### WHAT IS EXPECTED
Please render the data from the line containing "Kindly outline every instance of the <item>jacket" through the end of the data, both ends included, as a JSON list of strings with one string per line and blank lines omitted.

(Segmentation labeling data)
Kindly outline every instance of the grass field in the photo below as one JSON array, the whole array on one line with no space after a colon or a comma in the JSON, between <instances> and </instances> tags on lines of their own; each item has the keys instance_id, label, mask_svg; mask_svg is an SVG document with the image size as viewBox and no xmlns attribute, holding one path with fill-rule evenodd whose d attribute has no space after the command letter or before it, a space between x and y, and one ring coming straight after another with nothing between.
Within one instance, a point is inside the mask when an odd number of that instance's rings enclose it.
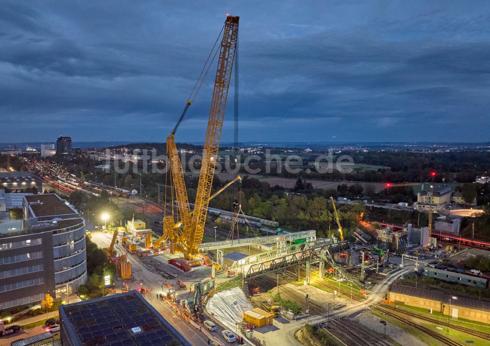
<instances>
[{"instance_id":1,"label":"grass field","mask_svg":"<svg viewBox=\"0 0 490 346\"><path fill-rule=\"evenodd\" d=\"M335 159L334 159L334 167L335 167ZM308 164L313 165L315 162L311 161L308 162ZM328 162L320 162L320 168L325 169L328 168ZM377 171L378 170L389 170L391 167L386 166L376 166L375 165L367 165L364 163L354 163L352 166L349 166L352 168L355 172L364 172L365 171Z\"/></svg>"}]
</instances>

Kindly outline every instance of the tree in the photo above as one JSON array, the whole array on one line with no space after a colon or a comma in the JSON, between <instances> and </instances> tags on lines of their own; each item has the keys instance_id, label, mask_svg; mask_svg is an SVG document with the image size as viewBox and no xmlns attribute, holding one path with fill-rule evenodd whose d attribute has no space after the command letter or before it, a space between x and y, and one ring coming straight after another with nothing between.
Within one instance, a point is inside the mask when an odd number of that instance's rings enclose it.
<instances>
[{"instance_id":1,"label":"tree","mask_svg":"<svg viewBox=\"0 0 490 346\"><path fill-rule=\"evenodd\" d=\"M346 184L337 185L337 192L341 195L346 194L348 190L349 187L347 186Z\"/></svg>"},{"instance_id":2,"label":"tree","mask_svg":"<svg viewBox=\"0 0 490 346\"><path fill-rule=\"evenodd\" d=\"M128 174L126 176L126 177L124 179L124 186L127 187L131 186L131 184L133 183L133 177L130 174Z\"/></svg>"},{"instance_id":3,"label":"tree","mask_svg":"<svg viewBox=\"0 0 490 346\"><path fill-rule=\"evenodd\" d=\"M80 285L80 287L78 287L78 296L88 296L89 294L89 290L87 288L87 286L85 285Z\"/></svg>"},{"instance_id":4,"label":"tree","mask_svg":"<svg viewBox=\"0 0 490 346\"><path fill-rule=\"evenodd\" d=\"M475 185L471 183L465 183L461 188L463 199L467 204L472 204L476 198L476 190Z\"/></svg>"},{"instance_id":5,"label":"tree","mask_svg":"<svg viewBox=\"0 0 490 346\"><path fill-rule=\"evenodd\" d=\"M48 310L50 309L53 306L53 302L54 299L51 297L49 293L47 293L44 296L44 299L41 301L41 308L44 309L45 311L48 312Z\"/></svg>"},{"instance_id":6,"label":"tree","mask_svg":"<svg viewBox=\"0 0 490 346\"><path fill-rule=\"evenodd\" d=\"M301 180L301 178L298 178L298 180L294 183L294 187L293 188L293 190L294 191L302 191L304 188L305 186L303 183L303 180Z\"/></svg>"},{"instance_id":7,"label":"tree","mask_svg":"<svg viewBox=\"0 0 490 346\"><path fill-rule=\"evenodd\" d=\"M10 209L10 219L13 220L22 220L24 218L24 213L20 208L13 208Z\"/></svg>"}]
</instances>

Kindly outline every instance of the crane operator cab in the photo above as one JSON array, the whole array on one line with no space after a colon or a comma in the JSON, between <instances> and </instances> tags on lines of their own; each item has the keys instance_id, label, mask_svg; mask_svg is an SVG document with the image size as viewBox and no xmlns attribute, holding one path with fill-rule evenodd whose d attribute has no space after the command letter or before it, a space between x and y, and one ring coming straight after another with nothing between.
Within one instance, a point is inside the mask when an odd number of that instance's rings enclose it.
<instances>
[{"instance_id":1,"label":"crane operator cab","mask_svg":"<svg viewBox=\"0 0 490 346\"><path fill-rule=\"evenodd\" d=\"M235 198L233 199L233 211L238 212L240 209L240 205L238 203L238 200Z\"/></svg>"}]
</instances>

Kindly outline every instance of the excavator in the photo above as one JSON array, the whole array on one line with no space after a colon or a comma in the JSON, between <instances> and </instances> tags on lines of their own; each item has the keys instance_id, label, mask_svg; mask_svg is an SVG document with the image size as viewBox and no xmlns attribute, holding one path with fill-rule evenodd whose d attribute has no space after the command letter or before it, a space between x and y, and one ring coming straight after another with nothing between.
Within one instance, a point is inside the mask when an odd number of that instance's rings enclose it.
<instances>
[{"instance_id":1,"label":"excavator","mask_svg":"<svg viewBox=\"0 0 490 346\"><path fill-rule=\"evenodd\" d=\"M334 202L334 198L330 196L330 199L332 200L332 205L334 207L334 212L335 214L335 220L337 220L337 225L339 226L339 233L340 234L340 240L343 241L343 232L342 231L342 226L340 224L340 219L339 219L339 214L337 212L337 208L335 207L335 202Z\"/></svg>"},{"instance_id":2,"label":"excavator","mask_svg":"<svg viewBox=\"0 0 490 346\"><path fill-rule=\"evenodd\" d=\"M168 242L170 245L171 252L181 252L187 259L193 259L197 257L198 246L202 241L204 235L208 205L210 200L216 195L215 194L211 196L211 186L223 128L231 72L237 50L239 20L239 17L227 16L222 29L223 34L220 44L214 55L217 57L218 66L202 151L202 160L196 192L196 201L194 209L192 211L191 210L189 202L184 173L174 138L177 128L193 101L194 99L191 97L188 99L177 124L167 138L167 152L170 167L171 185L172 186L172 198L174 196L177 204L176 215L174 214L174 203L172 202L172 215L166 215L164 217L163 235L154 243L153 247L158 247ZM213 56L212 52L212 50L209 57ZM209 68L208 69L209 70ZM203 69L203 71L205 70ZM205 77L205 74L204 76ZM198 85L198 79L196 85ZM193 89L191 95L194 90ZM198 90L198 88L197 91ZM194 97L195 98L195 96ZM234 181L239 179L237 177ZM233 182L233 181L231 183ZM231 183L227 184L224 188L231 185Z\"/></svg>"}]
</instances>

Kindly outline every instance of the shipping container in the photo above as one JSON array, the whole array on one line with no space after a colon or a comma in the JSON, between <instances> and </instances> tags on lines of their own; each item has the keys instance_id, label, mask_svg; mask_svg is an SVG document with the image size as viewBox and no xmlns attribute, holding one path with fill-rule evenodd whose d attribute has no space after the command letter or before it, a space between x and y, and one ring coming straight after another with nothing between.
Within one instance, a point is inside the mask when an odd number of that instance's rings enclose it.
<instances>
[{"instance_id":1,"label":"shipping container","mask_svg":"<svg viewBox=\"0 0 490 346\"><path fill-rule=\"evenodd\" d=\"M244 320L245 322L256 325L259 328L265 325L271 325L273 317L274 316L272 314L270 314L260 308L255 308L253 310L244 313Z\"/></svg>"}]
</instances>

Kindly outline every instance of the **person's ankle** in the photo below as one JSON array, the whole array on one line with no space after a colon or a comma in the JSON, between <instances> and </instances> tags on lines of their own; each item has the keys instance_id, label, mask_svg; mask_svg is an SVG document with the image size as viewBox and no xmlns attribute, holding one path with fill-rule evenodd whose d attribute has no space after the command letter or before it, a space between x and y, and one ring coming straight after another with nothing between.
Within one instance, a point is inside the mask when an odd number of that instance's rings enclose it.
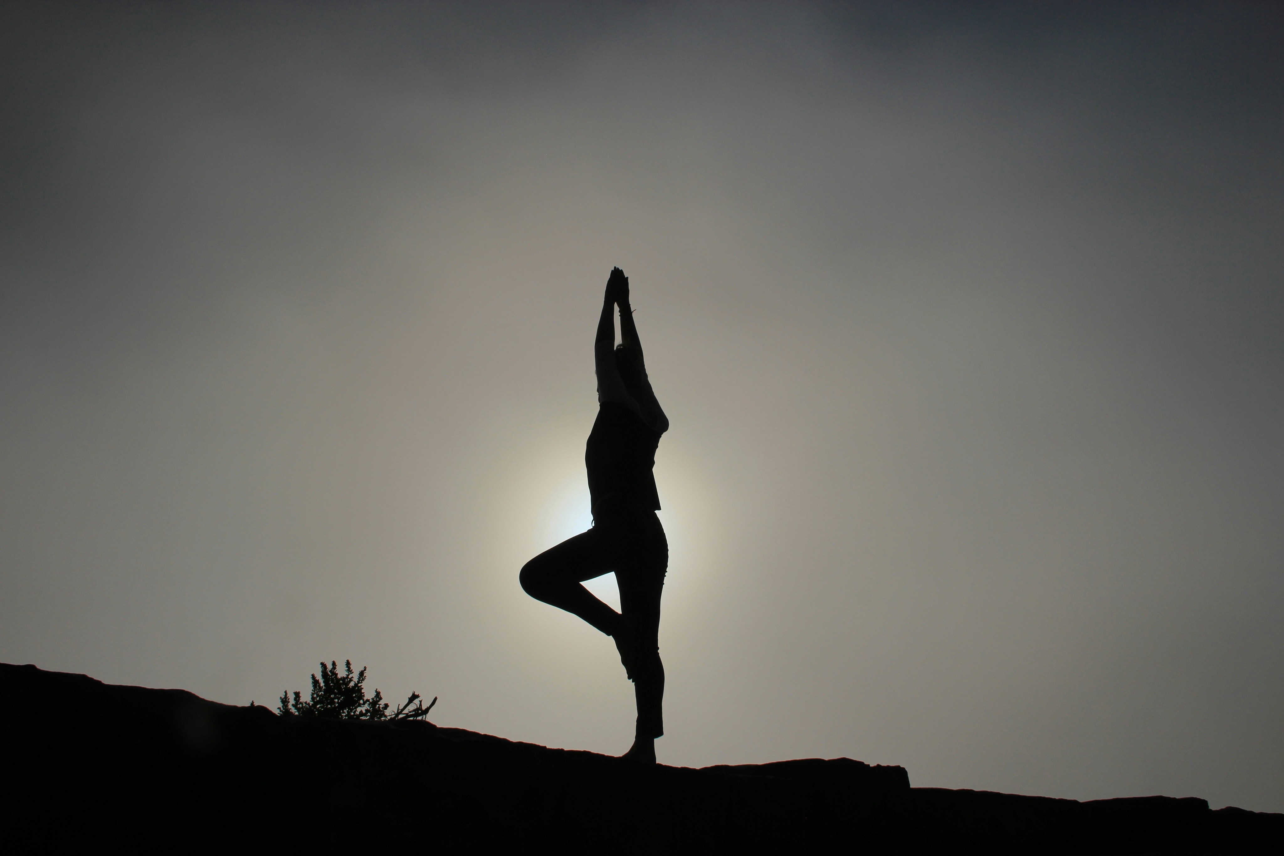
<instances>
[{"instance_id":1,"label":"person's ankle","mask_svg":"<svg viewBox=\"0 0 1284 856\"><path fill-rule=\"evenodd\" d=\"M655 764L655 739L650 737L636 738L629 751L620 757L634 764Z\"/></svg>"}]
</instances>

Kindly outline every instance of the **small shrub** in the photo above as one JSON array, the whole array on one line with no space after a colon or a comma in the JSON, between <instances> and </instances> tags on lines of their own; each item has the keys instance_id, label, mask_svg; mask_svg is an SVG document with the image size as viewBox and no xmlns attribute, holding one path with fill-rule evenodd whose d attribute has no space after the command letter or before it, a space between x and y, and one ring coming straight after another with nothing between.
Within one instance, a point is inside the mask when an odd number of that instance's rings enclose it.
<instances>
[{"instance_id":1,"label":"small shrub","mask_svg":"<svg viewBox=\"0 0 1284 856\"><path fill-rule=\"evenodd\" d=\"M422 719L428 711L433 710L437 698L424 707L419 693L411 693L404 705L401 705L392 714L388 712L388 702L384 694L375 689L371 698L366 698L366 667L362 666L357 674L352 672L352 661L343 663L344 674L339 674L339 665L330 661L326 666L321 663L321 679L312 675L312 697L303 701L303 693L294 690L294 702L290 702L290 693L281 693L281 706L277 712L282 716L320 716L322 719L375 719L375 720L402 720Z\"/></svg>"}]
</instances>

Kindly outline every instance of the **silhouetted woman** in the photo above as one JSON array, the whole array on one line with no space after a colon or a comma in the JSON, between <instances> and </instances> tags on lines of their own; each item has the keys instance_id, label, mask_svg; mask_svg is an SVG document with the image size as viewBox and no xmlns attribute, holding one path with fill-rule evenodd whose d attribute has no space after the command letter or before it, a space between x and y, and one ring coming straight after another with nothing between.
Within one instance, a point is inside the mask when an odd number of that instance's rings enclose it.
<instances>
[{"instance_id":1,"label":"silhouetted woman","mask_svg":"<svg viewBox=\"0 0 1284 856\"><path fill-rule=\"evenodd\" d=\"M620 308L624 340L619 348L611 318L615 305ZM655 738L664 734L659 634L669 543L655 513L660 498L651 468L669 420L646 376L642 344L629 308L629 280L620 268L612 270L606 281L593 363L598 409L584 450L593 527L526 562L521 569L521 588L615 638L638 706L633 748L624 757L655 764ZM620 612L580 585L611 571L620 589Z\"/></svg>"}]
</instances>

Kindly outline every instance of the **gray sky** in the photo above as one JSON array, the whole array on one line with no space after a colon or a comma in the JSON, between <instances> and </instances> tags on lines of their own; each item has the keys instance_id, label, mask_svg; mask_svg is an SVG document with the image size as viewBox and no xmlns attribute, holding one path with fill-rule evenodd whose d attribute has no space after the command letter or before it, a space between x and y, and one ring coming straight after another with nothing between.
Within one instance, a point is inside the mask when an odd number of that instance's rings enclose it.
<instances>
[{"instance_id":1,"label":"gray sky","mask_svg":"<svg viewBox=\"0 0 1284 856\"><path fill-rule=\"evenodd\" d=\"M1284 811L1278 6L0 15L3 660L624 751L619 264L661 761Z\"/></svg>"}]
</instances>

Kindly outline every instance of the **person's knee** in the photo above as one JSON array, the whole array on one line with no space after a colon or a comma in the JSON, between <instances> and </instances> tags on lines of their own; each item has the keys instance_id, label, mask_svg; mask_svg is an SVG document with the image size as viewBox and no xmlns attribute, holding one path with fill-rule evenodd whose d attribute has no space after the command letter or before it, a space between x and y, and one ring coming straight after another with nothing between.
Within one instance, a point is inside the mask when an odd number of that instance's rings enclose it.
<instances>
[{"instance_id":1,"label":"person's knee","mask_svg":"<svg viewBox=\"0 0 1284 856\"><path fill-rule=\"evenodd\" d=\"M537 601L543 601L541 594L548 590L547 576L541 574L541 570L539 560L533 558L523 565L521 572L517 574L517 581L521 583L521 590Z\"/></svg>"}]
</instances>

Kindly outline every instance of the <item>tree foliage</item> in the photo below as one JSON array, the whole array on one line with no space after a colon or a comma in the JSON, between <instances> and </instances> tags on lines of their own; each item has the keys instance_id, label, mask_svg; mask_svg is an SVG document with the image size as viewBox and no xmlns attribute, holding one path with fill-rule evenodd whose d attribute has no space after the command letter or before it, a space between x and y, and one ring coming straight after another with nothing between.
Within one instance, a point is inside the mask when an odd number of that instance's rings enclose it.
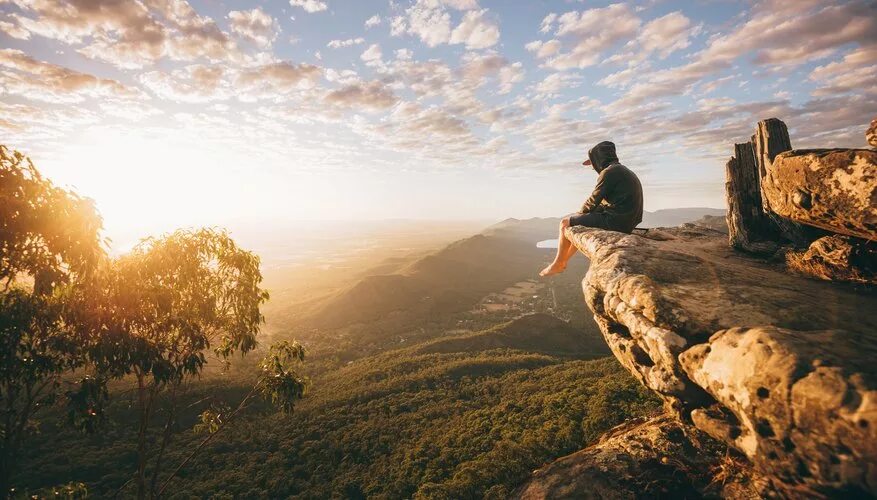
<instances>
[{"instance_id":1,"label":"tree foliage","mask_svg":"<svg viewBox=\"0 0 877 500\"><path fill-rule=\"evenodd\" d=\"M215 229L147 238L109 258L93 203L3 146L0 216L0 496L33 417L63 400L74 427L95 431L112 380L133 384L132 481L138 497L155 496L183 384L211 353L227 364L257 345L268 299L259 258ZM273 348L253 391L290 411L304 394L293 366L303 359L298 344ZM149 439L156 425L160 438Z\"/></svg>"},{"instance_id":2,"label":"tree foliage","mask_svg":"<svg viewBox=\"0 0 877 500\"><path fill-rule=\"evenodd\" d=\"M87 361L91 339L70 321L70 298L104 256L100 228L91 200L0 146L0 492L34 416Z\"/></svg>"}]
</instances>

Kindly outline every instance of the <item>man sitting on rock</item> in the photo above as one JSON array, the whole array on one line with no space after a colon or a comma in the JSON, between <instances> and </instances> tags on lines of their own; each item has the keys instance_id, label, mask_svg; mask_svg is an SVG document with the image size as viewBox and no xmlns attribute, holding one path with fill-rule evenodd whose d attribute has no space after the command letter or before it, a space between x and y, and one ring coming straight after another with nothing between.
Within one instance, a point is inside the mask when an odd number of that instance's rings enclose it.
<instances>
[{"instance_id":1,"label":"man sitting on rock","mask_svg":"<svg viewBox=\"0 0 877 500\"><path fill-rule=\"evenodd\" d=\"M603 141L591 148L582 165L592 165L600 174L597 186L580 212L560 221L557 255L540 276L562 273L575 255L577 249L566 238L566 228L588 226L630 233L643 220L642 185L633 171L618 162L614 143Z\"/></svg>"}]
</instances>

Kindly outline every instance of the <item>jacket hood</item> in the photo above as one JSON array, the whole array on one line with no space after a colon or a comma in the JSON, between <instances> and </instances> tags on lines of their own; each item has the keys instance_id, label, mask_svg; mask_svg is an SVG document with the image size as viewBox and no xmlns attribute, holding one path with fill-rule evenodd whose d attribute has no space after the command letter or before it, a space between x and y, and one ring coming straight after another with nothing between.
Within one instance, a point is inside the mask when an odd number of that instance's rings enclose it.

### RESULT OF THE TASK
[
  "Kindly outline every instance of the <item>jacket hood</item> in the photo above as one JSON array, the whole array on one line with no space after a colon or a comma in the JSON, between <instances> and </instances> tags on lines of their own; each item has the keys instance_id, label, mask_svg; mask_svg is an SVG document with the image size as viewBox and no xmlns attribute, holding one path with fill-rule evenodd whose d attribute has no space after the command letter or before it, a space between x and y, and one ring coming straight after another with nothing between.",
  "Within one instance, a point is inside the mask when an odd number of that instance's rings enclose it."
]